The Coen brothers unveiled their latest work The Ballad of Buster Scruggs at the New York Film Festival last week, and it’s yet another masterpiece from the peerless filmmakers. Perhaps even more so than their acclaimed True Grit (2010), which garnered ten Oscar nominations, Buster Scruggs betrays their extreme affection for—and deep knowledge of—the Western, cinema’s first and longest-lasting genre.
The Netflix-backed project was erroneously initially reported to be a TV series, but according to the brothers it was always planned as an anthology film comprised of six individual stories. Each one embodies and gently subverts a particular Western sub-genre, from the singing cowboy films typified by those starring Gene Autry, to the fatalistic grime of Sergio Leone’s spaghetti westerns, to a wagon train drama, with multiple stops in between, ending on a dark tale that wouldn’t be all that out of place as a Twilight Zone episode.

Stored data:
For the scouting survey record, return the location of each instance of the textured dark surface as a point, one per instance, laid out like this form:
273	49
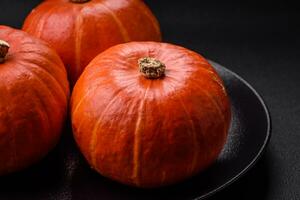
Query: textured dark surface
260	42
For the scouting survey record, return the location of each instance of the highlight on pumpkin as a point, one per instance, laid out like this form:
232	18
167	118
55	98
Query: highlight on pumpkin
135	124
34	95
78	36
4	47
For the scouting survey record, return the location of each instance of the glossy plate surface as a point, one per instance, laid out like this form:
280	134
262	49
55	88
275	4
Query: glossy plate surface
64	175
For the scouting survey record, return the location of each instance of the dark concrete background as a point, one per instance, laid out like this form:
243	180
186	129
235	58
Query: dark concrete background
260	42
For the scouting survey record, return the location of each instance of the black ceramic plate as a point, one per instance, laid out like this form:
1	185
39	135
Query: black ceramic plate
64	175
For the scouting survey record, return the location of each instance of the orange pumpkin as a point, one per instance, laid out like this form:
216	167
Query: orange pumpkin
33	99
80	29
149	114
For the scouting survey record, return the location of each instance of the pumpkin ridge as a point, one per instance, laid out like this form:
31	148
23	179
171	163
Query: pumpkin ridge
64	89
119	23
35	74
78	41
196	144
94	136
39	54
45	86
8	103
137	141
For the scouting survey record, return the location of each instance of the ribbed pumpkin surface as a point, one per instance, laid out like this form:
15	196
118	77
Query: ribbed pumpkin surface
150	132
33	100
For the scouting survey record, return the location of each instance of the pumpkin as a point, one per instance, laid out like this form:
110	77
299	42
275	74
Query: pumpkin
33	99
80	29
150	114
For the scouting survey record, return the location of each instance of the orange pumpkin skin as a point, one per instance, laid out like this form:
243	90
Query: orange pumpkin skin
33	100
150	132
80	31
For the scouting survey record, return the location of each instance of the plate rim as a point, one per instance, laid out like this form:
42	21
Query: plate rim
262	148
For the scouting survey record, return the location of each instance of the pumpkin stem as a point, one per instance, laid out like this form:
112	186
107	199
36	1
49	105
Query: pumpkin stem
4	46
79	1
151	68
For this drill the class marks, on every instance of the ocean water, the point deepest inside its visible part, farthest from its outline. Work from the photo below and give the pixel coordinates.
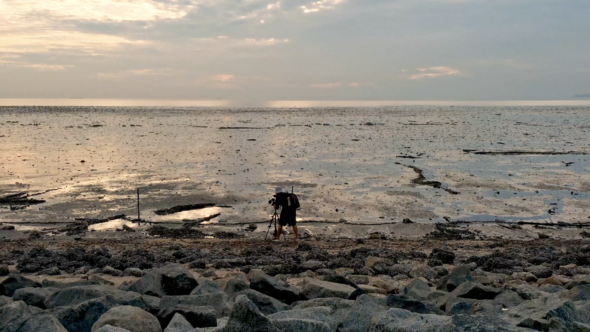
(358, 164)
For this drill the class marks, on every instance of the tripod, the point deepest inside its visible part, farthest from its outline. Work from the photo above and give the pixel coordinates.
(274, 219)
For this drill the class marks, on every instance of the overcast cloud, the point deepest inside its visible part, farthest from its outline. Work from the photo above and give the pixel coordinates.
(295, 49)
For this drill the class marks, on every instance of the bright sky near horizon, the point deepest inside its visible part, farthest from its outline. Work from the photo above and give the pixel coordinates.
(295, 49)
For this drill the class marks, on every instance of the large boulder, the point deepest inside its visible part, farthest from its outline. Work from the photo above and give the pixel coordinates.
(197, 316)
(400, 320)
(206, 286)
(41, 322)
(81, 317)
(219, 301)
(305, 319)
(314, 288)
(172, 279)
(12, 312)
(278, 289)
(34, 296)
(76, 295)
(178, 324)
(245, 317)
(360, 315)
(14, 282)
(266, 304)
(129, 318)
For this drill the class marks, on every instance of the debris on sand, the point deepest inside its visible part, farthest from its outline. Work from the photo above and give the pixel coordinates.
(182, 208)
(421, 180)
(181, 233)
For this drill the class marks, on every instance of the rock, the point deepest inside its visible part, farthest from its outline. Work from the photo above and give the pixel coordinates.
(360, 315)
(473, 290)
(543, 314)
(12, 312)
(34, 296)
(206, 287)
(400, 320)
(14, 282)
(179, 324)
(133, 272)
(458, 276)
(234, 286)
(273, 287)
(525, 276)
(110, 328)
(315, 319)
(359, 279)
(112, 271)
(245, 317)
(172, 279)
(266, 304)
(403, 302)
(418, 289)
(219, 301)
(579, 293)
(129, 318)
(81, 317)
(371, 261)
(443, 254)
(202, 316)
(316, 288)
(76, 295)
(540, 271)
(552, 289)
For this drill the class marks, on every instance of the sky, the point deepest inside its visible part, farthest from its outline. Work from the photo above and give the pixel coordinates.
(295, 49)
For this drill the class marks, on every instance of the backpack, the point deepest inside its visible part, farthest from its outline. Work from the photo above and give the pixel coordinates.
(295, 200)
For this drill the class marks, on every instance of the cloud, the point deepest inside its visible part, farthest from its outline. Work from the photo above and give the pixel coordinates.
(432, 72)
(317, 6)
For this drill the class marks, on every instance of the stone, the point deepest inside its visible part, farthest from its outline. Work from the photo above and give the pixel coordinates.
(14, 282)
(473, 290)
(179, 324)
(197, 316)
(305, 319)
(34, 296)
(316, 288)
(206, 287)
(266, 304)
(112, 271)
(12, 312)
(371, 261)
(525, 276)
(403, 302)
(40, 322)
(579, 293)
(129, 318)
(280, 290)
(540, 271)
(219, 301)
(400, 320)
(133, 272)
(171, 279)
(110, 328)
(245, 317)
(360, 315)
(235, 286)
(81, 317)
(75, 295)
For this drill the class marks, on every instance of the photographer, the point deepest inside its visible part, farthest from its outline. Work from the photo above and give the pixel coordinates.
(288, 204)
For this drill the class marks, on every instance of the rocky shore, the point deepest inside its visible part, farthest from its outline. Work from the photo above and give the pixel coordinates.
(146, 285)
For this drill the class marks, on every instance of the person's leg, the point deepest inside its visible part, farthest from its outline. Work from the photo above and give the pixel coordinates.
(279, 232)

◆ TASK TO COMPLETE:
Please extract the passage of the Ballad of Buster Scruggs review from "The Coen brothers" to "and longest-lasting genre.".

◆ EXERCISE RESPONSE:
The Coen brothers unveiled their latest work The Ballad of Buster Scruggs at the New York Film Festival last week, and it’s yet another masterpiece from the peerless filmmakers. Perhaps even more so than their acclaimed True Grit (2010), which garnered ten Oscar nominations, Buster Scruggs betrays their extreme affection for—and deep knowledge of—the Western, cinema’s first and longest-lasting genre.